Source information section start

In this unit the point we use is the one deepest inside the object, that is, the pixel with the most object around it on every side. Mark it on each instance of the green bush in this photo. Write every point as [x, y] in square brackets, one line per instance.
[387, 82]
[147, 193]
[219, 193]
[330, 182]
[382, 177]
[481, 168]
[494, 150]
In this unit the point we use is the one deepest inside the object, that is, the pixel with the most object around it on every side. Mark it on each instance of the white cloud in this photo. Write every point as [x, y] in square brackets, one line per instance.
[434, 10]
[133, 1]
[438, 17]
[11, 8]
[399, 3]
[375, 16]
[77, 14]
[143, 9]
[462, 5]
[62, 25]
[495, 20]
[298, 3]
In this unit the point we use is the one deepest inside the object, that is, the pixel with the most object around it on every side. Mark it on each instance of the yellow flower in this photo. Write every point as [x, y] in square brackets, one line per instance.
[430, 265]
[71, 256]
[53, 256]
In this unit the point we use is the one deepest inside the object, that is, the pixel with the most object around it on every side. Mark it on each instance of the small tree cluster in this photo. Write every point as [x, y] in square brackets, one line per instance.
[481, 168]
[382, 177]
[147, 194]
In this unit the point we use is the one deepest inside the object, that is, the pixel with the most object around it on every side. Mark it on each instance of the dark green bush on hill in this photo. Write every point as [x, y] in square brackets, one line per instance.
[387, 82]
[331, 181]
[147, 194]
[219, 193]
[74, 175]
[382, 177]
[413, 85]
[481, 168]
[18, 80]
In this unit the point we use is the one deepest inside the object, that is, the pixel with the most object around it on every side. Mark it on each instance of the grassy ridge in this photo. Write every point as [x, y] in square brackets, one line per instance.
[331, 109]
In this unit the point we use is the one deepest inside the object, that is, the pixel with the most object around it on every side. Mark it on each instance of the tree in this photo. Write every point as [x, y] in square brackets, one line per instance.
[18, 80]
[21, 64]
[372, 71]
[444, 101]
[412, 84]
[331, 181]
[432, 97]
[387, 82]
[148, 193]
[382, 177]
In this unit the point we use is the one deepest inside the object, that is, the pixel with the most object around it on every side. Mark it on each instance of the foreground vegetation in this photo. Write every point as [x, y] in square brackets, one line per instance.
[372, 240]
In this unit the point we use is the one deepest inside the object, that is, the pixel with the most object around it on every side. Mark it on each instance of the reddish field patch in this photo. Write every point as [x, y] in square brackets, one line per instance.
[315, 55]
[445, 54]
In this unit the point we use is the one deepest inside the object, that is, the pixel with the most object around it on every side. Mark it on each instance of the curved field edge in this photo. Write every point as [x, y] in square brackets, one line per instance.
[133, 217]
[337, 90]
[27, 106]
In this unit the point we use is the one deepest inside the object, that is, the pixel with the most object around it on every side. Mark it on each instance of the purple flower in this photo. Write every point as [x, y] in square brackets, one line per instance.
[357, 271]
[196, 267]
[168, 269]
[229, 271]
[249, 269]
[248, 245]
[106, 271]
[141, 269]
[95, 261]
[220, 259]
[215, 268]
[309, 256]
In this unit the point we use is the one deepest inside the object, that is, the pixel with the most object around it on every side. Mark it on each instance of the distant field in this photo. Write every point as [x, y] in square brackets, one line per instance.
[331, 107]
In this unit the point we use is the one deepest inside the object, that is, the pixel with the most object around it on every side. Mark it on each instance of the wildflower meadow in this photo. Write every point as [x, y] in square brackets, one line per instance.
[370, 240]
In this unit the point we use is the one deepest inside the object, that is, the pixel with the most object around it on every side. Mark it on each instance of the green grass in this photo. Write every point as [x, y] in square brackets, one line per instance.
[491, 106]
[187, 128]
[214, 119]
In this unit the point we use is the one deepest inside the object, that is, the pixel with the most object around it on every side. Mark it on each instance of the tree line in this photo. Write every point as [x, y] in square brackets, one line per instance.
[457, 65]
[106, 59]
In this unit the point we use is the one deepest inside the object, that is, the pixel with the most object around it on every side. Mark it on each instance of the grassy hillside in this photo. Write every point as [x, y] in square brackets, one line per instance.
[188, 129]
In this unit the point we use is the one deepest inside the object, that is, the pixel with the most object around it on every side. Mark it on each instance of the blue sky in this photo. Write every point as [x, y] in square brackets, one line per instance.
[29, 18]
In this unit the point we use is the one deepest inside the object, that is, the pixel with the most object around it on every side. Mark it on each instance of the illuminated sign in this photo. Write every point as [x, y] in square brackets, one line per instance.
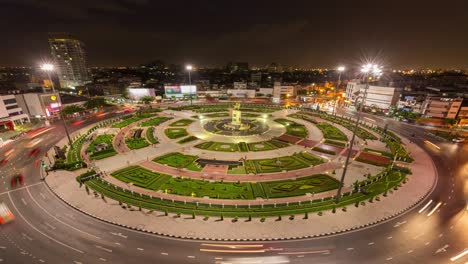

Source information section end

What the task asks: Make an exact copy of every entry above, minus the images.

Finished task:
In this unit the point we use is the one deepest inside the object, that is, the pixel with the most object around it on every side. Mark it on each instance of the green bush in this photo. Write every point as [x, y] in square brackets, one line per instance.
[387, 82]
[147, 193]
[219, 193]
[330, 182]
[382, 177]
[481, 168]
[494, 150]
In this unit the point we use is the one deepest inside the object, that is, the pixel with the most object around it on every side. Mark it on each instance of the white cloud in this photo. Write every point as [x, y] in square brackets, one line per instance.
[434, 10]
[133, 1]
[438, 17]
[11, 8]
[399, 3]
[375, 16]
[77, 14]
[143, 9]
[462, 5]
[62, 25]
[495, 20]
[298, 3]
In this unit the point we use is the one deepest inside the object, that is, the pixel with the most object around it on every side. Mark it on each instance of the yellow flower in this photo. Write every point as [x, y] in square brackets, one line per instance.
[430, 265]
[71, 256]
[53, 256]
In this unit the point we use is the one deepest inside the object, that is, the pixel with the most object around it on every side. Mark it on each instance of the small tree cluster in this photo. Write every point as [x, y] in square brackets, one line per instance.
[481, 168]
[382, 177]
[147, 194]
In this unit the point we use is the one deepest inside the object, that is, the pixel with the most object around it on every side. Mark it on each instance of the dark green bush on hill in this photo. Write every point as [x, y] in square brackets, one line per instance.
[387, 82]
[331, 181]
[147, 194]
[219, 193]
[74, 175]
[382, 177]
[413, 85]
[481, 168]
[18, 80]
In this unit the point we use is the one deepest inside the object, that is, the pixel with the most object around it on every side. Mark it on each instance of the grassy ridge in this photo. Write every point as [x, y] in square brackets, one line per instance.
[331, 109]
In this unit the point we use is the one deepest inside the object, that is, the pixel with the most object around it on every side. Mark it on each instance of the tree in this photo. Write every point as [x, y] in square brackets, one line per instance.
[18, 80]
[21, 64]
[372, 71]
[444, 101]
[412, 84]
[331, 181]
[432, 97]
[387, 82]
[148, 193]
[382, 177]
In this unit the point we use is the one deepest inside the object, that is, the pixel with the most object around it on every side. Mark it on each instance of the foreground vegetation in this photo. Write every point as [x, y] in square brackets, one line per instance.
[372, 240]
In this unit the point we use is the one deepest inside the object, that is, the pixel with the most object around it on every side. Mark it on each instance of the reddish field patch in this photo. Write every point as [x, y] in square brackets, one line per instance.
[315, 55]
[445, 54]
In this unit the point we use is the one deepest inside the object, that is, the pixel with the most object around it on every side. Mark it on each instance of the curved field edge in this photo. Write every point as [x, y] in square brackets, one line per instance.
[133, 217]
[337, 90]
[27, 106]
In this unit the point we use is the one deepest inside the object, that is, the pixel with the most object around it on every side. Mark it on each instance of the purple flower in this photo. Write every point as [x, y] in square brackets, one line per instance.
[357, 271]
[196, 267]
[168, 269]
[229, 271]
[249, 269]
[248, 245]
[106, 271]
[141, 269]
[95, 261]
[220, 259]
[215, 268]
[309, 256]
In this unit the point we use is the one deepest inside the object, that is, the pixel with the most object around it on every side. Mark it on each instance of the distant field in this photo. Write every point as [x, y] in square brackets, one line per instance.
[331, 107]
In this unit the point we use is the one deepest inside the object, that is, the pixel with the most object around it on every side. Mark it on each instance of the wildflower meadow in this photo. Write every point as [x, y] in square brackets, one line per instance.
[370, 240]
In this unit the point we use is the one deepest inside the object, that is, the pixel with the most object around it on every side. Mark it on each instance of the green grass in this photo. Write every point as [x, y] in square brackets, one line per instance.
[491, 106]
[187, 128]
[214, 119]
In this unit the point we use is the one deepest inside the object, that is, the pixel with the most object around it on every side. Mark it on each instance of the tree line in this photo. Write every point as [x, y] in square brackets, one line per instance.
[457, 65]
[106, 59]
In this unit the point we use is the one deepest inside the object, that is, the pixel with the most object around it on every side. Mark it on each instance of the grassy hillside in this photo. Write every point as [x, y] in square brackets, one line per instance.
[188, 129]
In this unit the point we use is the one deepest inside the object, that is, the pixel with the most object around it on every side. Mark it on each instance of the blue sky in this photo. Write every point as [x, y] in square brackets, one line per instance.
[29, 18]
In this unit the point we use is the one deepest inside the object, that is, the pixel with the most object around it on every side. Mark it on each instance of the illuminated sign in this photo. Write every point as [x, y] in square brackets, one line per instance.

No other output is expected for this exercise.